* Required work:
1. Rewrite the paragraph of the EU timber article below that begins "In developing and emerging countries" as a shorter paragraph that keeps its main facts.
2. From the entries below, gather every line that contains the word "building", matching case exactly.

[start of Excerpted text]

EU bans illegally cut wood imports
The EU Timber Regulation (EUTR), which came into effect in March, prevents illegally harvested timber and derived wood products from entering EU markets. This new regulatory measure, which was initiated due to concerns about unsustainable forest management practices and illegal logging, will increase the demand for certified tropical wood.
In developing and emerging countries, sustainable forest management can be a means to reduce poverty and land degradation. There are good examples of participatory forestry and community based enterprises that enable communities to balance their economic needs with environmental conservation. In developed countries, on the other hand, there is a growing interest in social impact and sustainable forest investments. However, the forest area must be large enough to be internationally profitable and cost-effective.
Drones against illegal logging
„Thousand hectares are considered a minimum“, says forest scientist Alexander Watson. Watson is the founder of Openforests, a Bonn based start-up and online marketplace for sustainable forestry projects. „We are consulting investors, foresters and local shareholders to support the implementation of social and bio-diverse forestry and agroforestry projects.” So far the portfolio includes ten projects in South and North America and Africa.
This is not about charity, he says, but ecological impact investments that provide stable long-term returns, in addition to carbon offset credits. Social and cultural aspects are important as well. It should be a beneficial collaboration for both sides — the foreign investor and local project partner.

[end of Excerpted text]
[start of Provided entries]

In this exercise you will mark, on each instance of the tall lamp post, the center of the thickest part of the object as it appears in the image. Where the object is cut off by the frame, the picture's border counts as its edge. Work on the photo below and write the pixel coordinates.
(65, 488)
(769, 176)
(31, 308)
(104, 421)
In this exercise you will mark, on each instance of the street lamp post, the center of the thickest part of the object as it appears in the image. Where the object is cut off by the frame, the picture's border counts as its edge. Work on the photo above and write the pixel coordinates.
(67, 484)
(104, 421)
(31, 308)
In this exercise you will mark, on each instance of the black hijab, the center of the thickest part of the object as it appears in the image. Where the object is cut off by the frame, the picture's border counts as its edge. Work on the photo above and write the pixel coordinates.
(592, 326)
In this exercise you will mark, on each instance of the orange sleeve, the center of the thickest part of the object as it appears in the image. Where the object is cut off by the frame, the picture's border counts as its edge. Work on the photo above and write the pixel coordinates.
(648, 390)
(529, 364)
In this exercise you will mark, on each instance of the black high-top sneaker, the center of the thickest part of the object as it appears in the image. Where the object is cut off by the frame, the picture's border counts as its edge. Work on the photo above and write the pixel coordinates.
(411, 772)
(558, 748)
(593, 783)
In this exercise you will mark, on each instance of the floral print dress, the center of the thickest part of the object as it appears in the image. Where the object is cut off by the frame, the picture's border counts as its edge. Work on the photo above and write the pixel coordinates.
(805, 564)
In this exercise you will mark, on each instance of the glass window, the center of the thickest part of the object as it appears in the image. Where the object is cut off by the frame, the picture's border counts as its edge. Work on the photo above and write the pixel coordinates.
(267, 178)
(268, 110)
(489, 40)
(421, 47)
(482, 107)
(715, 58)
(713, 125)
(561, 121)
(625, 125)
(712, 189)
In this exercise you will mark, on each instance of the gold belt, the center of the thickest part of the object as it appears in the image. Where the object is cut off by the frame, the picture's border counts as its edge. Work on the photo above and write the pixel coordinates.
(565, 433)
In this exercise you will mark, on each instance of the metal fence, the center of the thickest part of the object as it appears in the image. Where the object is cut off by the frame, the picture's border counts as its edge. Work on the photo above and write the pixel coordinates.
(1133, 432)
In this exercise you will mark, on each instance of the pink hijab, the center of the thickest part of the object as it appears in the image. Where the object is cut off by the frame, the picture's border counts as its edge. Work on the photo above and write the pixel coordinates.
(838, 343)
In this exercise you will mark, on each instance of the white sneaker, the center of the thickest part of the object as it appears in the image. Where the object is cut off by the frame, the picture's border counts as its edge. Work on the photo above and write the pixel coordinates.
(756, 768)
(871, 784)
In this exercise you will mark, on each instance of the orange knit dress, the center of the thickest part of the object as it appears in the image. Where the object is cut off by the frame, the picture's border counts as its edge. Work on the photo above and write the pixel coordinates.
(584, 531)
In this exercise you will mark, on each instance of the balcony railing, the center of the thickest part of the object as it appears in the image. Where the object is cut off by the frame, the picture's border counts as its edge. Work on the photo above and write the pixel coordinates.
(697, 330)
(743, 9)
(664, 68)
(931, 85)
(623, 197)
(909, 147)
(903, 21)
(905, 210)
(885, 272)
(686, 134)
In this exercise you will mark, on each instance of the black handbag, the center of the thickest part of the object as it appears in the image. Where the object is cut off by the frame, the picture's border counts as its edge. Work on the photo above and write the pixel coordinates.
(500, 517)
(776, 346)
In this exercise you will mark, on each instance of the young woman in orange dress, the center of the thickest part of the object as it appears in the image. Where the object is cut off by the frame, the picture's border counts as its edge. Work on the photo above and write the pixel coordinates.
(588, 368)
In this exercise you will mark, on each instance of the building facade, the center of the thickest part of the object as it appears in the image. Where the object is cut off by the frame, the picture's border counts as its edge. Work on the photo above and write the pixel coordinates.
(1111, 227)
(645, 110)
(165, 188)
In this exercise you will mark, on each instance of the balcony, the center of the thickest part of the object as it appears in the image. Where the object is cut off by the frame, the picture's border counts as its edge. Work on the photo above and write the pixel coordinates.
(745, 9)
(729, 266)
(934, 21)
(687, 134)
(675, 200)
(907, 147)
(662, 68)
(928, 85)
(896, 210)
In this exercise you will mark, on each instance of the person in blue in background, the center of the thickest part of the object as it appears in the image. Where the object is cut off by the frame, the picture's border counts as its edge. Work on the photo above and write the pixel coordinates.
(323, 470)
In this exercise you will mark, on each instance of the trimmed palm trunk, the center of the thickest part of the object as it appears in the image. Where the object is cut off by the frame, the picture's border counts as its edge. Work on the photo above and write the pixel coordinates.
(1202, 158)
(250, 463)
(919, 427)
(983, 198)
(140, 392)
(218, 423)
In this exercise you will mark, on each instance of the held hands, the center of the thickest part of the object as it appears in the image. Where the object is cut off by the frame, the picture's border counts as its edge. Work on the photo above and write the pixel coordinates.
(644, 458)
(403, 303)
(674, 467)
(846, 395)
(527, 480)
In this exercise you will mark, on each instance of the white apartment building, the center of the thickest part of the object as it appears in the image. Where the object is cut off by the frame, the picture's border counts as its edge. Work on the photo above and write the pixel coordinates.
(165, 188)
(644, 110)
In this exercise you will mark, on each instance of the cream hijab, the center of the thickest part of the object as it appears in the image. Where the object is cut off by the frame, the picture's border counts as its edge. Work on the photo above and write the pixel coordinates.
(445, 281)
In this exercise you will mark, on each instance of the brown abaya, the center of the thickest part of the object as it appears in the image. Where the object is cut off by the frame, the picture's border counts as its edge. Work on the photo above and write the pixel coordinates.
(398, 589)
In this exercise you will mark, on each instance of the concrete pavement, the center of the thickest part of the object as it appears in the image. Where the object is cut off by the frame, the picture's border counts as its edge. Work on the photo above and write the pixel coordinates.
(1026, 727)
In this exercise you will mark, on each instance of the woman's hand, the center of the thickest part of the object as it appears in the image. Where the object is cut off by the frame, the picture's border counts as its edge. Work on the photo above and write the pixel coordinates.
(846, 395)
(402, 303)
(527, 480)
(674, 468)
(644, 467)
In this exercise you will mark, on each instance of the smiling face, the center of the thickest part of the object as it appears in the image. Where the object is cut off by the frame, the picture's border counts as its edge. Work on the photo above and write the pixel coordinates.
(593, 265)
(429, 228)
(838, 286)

[end of Provided entries]

* Answers in order:
1. In developing and emerging countries, sustainable forest management can reduce poverty and land degradation, and participatory forestry and community enterprises help communities balance economic needs with conservation. Developed countries show growing interest in social impact and sustainable forest investments, though the forest area must be large enough to be internationally profitable and cost-effective.

2.
In this exercise you will mark, on each instance of the building facade, the center of the thickest part of the object as it appears in the image. Where the object is cut off by the frame, the picture's border counts as its edge. Work on the photo above and write the pixel coordinates.
In this exercise you will mark, on each instance of the white apartment building, the center of the thickest part of the object as it appears in the image. Where the object is cut off by the frame, the picture's border counts as its edge. Work on the photo above and write the pixel coordinates.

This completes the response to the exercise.